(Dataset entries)
· · ·
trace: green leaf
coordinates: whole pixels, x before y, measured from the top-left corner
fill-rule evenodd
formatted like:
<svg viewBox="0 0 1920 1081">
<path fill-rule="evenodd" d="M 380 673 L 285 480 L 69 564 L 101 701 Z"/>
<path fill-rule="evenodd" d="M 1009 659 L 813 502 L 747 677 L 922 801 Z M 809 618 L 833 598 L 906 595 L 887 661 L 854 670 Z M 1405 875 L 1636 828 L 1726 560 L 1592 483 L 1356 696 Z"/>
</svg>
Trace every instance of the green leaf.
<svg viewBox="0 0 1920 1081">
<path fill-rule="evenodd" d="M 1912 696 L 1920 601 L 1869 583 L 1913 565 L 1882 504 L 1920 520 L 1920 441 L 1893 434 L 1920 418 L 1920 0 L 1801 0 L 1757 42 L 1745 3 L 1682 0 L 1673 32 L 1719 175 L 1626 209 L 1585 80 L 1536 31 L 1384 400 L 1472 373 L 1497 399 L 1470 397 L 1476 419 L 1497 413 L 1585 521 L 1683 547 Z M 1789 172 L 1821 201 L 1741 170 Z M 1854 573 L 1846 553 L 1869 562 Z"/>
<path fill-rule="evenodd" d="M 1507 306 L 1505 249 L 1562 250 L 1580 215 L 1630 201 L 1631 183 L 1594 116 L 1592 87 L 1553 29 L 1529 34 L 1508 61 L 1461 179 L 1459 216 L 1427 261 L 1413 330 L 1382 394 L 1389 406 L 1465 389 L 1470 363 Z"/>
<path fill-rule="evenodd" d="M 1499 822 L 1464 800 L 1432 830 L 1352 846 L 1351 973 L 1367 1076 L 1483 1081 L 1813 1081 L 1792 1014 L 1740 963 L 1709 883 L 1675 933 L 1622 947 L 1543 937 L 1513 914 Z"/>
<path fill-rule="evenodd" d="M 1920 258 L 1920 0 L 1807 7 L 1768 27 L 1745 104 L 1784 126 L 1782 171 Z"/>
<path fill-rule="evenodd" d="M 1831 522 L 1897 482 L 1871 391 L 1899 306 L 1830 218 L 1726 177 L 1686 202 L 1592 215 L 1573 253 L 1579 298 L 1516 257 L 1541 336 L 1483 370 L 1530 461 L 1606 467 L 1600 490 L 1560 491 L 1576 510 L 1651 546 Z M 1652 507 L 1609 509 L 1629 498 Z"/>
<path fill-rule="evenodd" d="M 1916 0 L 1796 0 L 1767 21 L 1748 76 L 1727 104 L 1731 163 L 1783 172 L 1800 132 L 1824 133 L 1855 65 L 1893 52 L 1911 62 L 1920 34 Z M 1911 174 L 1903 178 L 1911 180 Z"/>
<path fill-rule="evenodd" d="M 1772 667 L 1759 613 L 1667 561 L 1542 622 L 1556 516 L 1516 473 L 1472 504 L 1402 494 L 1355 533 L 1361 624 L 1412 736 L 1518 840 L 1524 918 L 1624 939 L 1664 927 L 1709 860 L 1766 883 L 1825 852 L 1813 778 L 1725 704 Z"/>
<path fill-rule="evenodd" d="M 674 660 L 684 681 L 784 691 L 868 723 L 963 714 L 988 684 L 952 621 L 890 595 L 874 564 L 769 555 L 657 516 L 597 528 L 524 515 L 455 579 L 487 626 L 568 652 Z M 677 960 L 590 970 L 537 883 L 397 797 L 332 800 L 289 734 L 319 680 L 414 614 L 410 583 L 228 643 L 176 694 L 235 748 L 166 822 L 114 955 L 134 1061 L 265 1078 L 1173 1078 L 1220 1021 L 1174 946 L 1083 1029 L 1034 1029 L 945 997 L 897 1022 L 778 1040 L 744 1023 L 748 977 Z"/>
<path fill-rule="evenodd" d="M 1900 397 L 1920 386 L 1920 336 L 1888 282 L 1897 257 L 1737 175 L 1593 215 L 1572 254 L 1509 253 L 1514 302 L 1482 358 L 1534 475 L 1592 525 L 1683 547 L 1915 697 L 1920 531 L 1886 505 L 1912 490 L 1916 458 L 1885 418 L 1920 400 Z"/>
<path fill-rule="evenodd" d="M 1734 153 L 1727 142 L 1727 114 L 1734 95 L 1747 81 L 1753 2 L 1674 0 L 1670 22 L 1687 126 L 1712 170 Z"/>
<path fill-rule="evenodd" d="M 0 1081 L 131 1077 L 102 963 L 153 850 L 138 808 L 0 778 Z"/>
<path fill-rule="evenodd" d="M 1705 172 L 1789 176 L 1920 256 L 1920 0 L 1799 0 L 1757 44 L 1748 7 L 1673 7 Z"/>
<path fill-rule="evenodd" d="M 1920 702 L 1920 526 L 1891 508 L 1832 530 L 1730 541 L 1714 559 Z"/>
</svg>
· · ·
Without changing a single character, repeat each record.

## WRITTEN ANSWER
trace: green leaf
coordinates: whole pixels, x before y, measured from the top-left corner
fill-rule evenodd
formatted like:
<svg viewBox="0 0 1920 1081">
<path fill-rule="evenodd" d="M 380 673 L 285 480 L 69 564 L 101 701 Z"/>
<path fill-rule="evenodd" d="M 1009 659 L 813 502 L 747 677 L 922 801 Z M 809 618 L 833 598 L 906 595 L 887 661 L 854 670 Z M 1405 875 L 1636 828 L 1726 560 L 1592 483 L 1356 696 Z"/>
</svg>
Trace every instance of the green leaf.
<svg viewBox="0 0 1920 1081">
<path fill-rule="evenodd" d="M 1912 696 L 1920 601 L 1869 583 L 1913 565 L 1882 504 L 1920 520 L 1920 441 L 1893 434 L 1920 418 L 1920 0 L 1801 0 L 1757 42 L 1745 3 L 1682 0 L 1673 32 L 1719 175 L 1626 209 L 1585 80 L 1536 31 L 1384 400 L 1472 373 L 1497 399 L 1470 397 L 1476 419 L 1497 413 L 1585 521 L 1683 547 Z M 1789 172 L 1821 201 L 1741 170 Z M 1854 573 L 1846 553 L 1869 562 Z"/>
<path fill-rule="evenodd" d="M 1507 306 L 1505 249 L 1562 250 L 1580 215 L 1630 201 L 1631 183 L 1594 116 L 1592 87 L 1553 29 L 1529 34 L 1508 61 L 1461 179 L 1459 216 L 1427 261 L 1413 330 L 1382 394 L 1389 406 L 1465 389 L 1470 363 Z"/>
<path fill-rule="evenodd" d="M 1499 822 L 1464 800 L 1432 830 L 1352 846 L 1351 973 L 1367 1076 L 1483 1081 L 1813 1081 L 1792 1014 L 1740 963 L 1709 883 L 1675 933 L 1622 947 L 1543 937 L 1513 914 Z"/>
<path fill-rule="evenodd" d="M 1920 258 L 1920 0 L 1807 7 L 1768 27 L 1745 104 L 1784 126 L 1782 171 Z"/>
<path fill-rule="evenodd" d="M 1831 522 L 1897 482 L 1871 391 L 1899 306 L 1830 218 L 1726 177 L 1686 202 L 1592 215 L 1573 253 L 1579 298 L 1516 257 L 1541 336 L 1483 370 L 1530 461 L 1606 467 L 1600 490 L 1560 491 L 1576 510 L 1651 546 Z M 1652 507 L 1609 509 L 1629 498 Z"/>
<path fill-rule="evenodd" d="M 1916 0 L 1796 0 L 1767 21 L 1748 76 L 1727 104 L 1731 163 L 1783 172 L 1800 132 L 1824 133 L 1855 65 L 1893 52 L 1911 62 L 1920 34 Z M 1911 174 L 1903 178 L 1911 180 Z"/>
<path fill-rule="evenodd" d="M 1772 667 L 1759 613 L 1667 561 L 1542 622 L 1556 516 L 1516 473 L 1472 504 L 1402 494 L 1355 533 L 1361 624 L 1412 736 L 1518 840 L 1524 918 L 1624 939 L 1664 927 L 1709 860 L 1766 883 L 1825 852 L 1813 778 L 1725 704 Z"/>
<path fill-rule="evenodd" d="M 674 660 L 684 681 L 784 691 L 868 723 L 963 714 L 988 684 L 952 621 L 890 595 L 874 564 L 769 555 L 657 516 L 597 528 L 524 515 L 455 579 L 487 626 L 568 652 Z M 677 960 L 590 970 L 537 883 L 397 797 L 332 800 L 289 734 L 319 680 L 414 614 L 410 583 L 228 643 L 176 694 L 235 748 L 166 822 L 114 955 L 134 1061 L 265 1078 L 1173 1078 L 1220 1021 L 1174 946 L 1083 1029 L 1034 1029 L 945 997 L 897 1022 L 778 1040 L 744 1023 L 748 977 Z"/>
<path fill-rule="evenodd" d="M 1900 397 L 1920 386 L 1920 336 L 1888 282 L 1897 257 L 1737 175 L 1593 215 L 1572 254 L 1509 253 L 1514 302 L 1482 358 L 1534 475 L 1592 525 L 1683 547 L 1915 697 L 1920 531 L 1886 505 L 1912 490 L 1916 458 L 1885 418 L 1920 400 Z"/>
<path fill-rule="evenodd" d="M 1734 153 L 1727 142 L 1727 114 L 1734 95 L 1747 81 L 1753 2 L 1674 0 L 1670 22 L 1687 126 L 1712 170 Z"/>
<path fill-rule="evenodd" d="M 0 1081 L 131 1077 L 102 963 L 153 850 L 138 808 L 0 778 Z"/>
<path fill-rule="evenodd" d="M 1705 172 L 1789 176 L 1920 256 L 1920 0 L 1799 0 L 1757 44 L 1748 7 L 1673 7 Z"/>
<path fill-rule="evenodd" d="M 1920 702 L 1920 526 L 1891 508 L 1832 530 L 1730 541 L 1714 559 Z"/>
</svg>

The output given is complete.